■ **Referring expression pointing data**
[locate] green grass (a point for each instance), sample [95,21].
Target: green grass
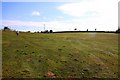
[63,55]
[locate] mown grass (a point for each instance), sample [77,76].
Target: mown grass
[60,55]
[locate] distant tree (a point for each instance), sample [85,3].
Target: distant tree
[87,29]
[118,31]
[95,29]
[75,29]
[6,28]
[51,31]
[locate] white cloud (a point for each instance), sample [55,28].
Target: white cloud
[93,7]
[36,13]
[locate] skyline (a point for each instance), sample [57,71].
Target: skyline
[61,16]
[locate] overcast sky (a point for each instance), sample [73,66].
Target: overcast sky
[58,16]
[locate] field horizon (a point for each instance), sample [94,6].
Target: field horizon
[56,55]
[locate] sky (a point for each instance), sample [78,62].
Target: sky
[61,16]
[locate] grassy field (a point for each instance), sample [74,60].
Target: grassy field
[60,55]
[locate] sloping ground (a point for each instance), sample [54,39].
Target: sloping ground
[60,55]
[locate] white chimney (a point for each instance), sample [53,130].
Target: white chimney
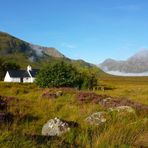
[29,68]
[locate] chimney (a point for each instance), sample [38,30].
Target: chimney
[29,68]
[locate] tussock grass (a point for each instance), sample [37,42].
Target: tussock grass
[31,110]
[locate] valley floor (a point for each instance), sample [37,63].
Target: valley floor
[31,109]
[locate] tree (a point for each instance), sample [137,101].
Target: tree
[4,66]
[59,74]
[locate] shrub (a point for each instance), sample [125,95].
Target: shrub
[59,74]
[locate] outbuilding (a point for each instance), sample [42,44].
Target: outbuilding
[24,76]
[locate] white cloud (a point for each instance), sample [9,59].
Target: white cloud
[118,73]
[69,46]
[129,7]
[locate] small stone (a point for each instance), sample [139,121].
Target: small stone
[55,127]
[97,118]
[123,109]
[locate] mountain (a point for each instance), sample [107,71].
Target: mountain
[11,45]
[23,53]
[136,64]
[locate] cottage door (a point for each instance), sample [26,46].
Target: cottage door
[21,79]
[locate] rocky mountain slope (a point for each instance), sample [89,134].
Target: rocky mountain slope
[12,45]
[138,63]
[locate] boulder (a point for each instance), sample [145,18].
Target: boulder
[98,118]
[55,127]
[122,109]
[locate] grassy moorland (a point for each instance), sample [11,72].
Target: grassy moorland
[31,110]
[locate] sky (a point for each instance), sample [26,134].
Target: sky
[92,30]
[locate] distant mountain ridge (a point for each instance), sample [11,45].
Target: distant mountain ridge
[138,63]
[10,45]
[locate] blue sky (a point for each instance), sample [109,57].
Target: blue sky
[92,30]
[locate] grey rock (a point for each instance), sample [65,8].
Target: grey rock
[55,127]
[98,118]
[122,109]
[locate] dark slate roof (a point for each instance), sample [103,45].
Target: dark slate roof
[34,72]
[22,73]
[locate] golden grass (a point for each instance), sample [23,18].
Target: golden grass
[32,111]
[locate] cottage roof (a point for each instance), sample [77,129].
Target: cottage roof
[34,72]
[22,73]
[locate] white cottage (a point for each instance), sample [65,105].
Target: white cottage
[24,76]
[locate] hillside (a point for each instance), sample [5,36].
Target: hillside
[23,53]
[12,45]
[138,63]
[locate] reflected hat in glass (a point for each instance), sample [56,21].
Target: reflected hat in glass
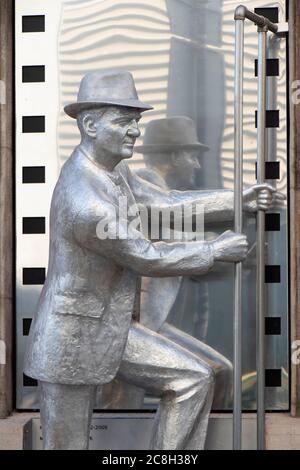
[174,133]
[113,87]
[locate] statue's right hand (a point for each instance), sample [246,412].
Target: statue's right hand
[231,247]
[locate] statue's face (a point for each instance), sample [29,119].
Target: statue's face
[116,130]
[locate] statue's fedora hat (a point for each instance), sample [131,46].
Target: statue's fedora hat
[113,87]
[169,134]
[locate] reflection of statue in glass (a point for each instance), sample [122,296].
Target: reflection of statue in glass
[84,333]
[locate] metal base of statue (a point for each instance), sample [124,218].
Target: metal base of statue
[132,431]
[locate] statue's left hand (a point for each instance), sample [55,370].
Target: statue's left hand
[261,197]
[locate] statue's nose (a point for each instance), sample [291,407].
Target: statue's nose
[134,131]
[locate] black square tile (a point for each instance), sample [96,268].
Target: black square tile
[33,24]
[272,67]
[272,222]
[34,224]
[32,124]
[26,326]
[272,274]
[273,377]
[271,13]
[33,174]
[272,119]
[29,382]
[33,73]
[273,325]
[34,276]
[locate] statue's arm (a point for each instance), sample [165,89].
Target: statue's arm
[138,253]
[216,204]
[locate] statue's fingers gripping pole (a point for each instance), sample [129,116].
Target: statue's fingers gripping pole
[264,25]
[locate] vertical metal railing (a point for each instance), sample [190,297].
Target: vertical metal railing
[264,25]
[260,246]
[238,227]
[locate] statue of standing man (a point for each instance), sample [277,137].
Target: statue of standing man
[84,333]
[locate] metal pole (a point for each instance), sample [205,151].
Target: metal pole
[238,219]
[260,310]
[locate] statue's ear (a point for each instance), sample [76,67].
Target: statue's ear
[89,125]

■ **Your task**
Among the entries above, the lines between the ones containing "[locate] reflection of" and "[locate] black square", inclusive, are to be transcribed exactly. No other line is to be given.

■ **Solution for this problem**
[locate] reflection of statue in glass (a point for each instance), sample [122,296].
Target: reflection of statue in glass
[84,333]
[locate] metal base of statue (a point for each instance), sample [124,218].
Target: metal base of statue
[132,431]
[locate] statue's left hand (a point for each instance), sample [55,370].
Target: statue's left hand
[261,197]
[locate] statue's nose (a point for each instance), sample [291,407].
Target: statue's nose
[134,131]
[locate] black square tile (a point for each instance), sample [96,268].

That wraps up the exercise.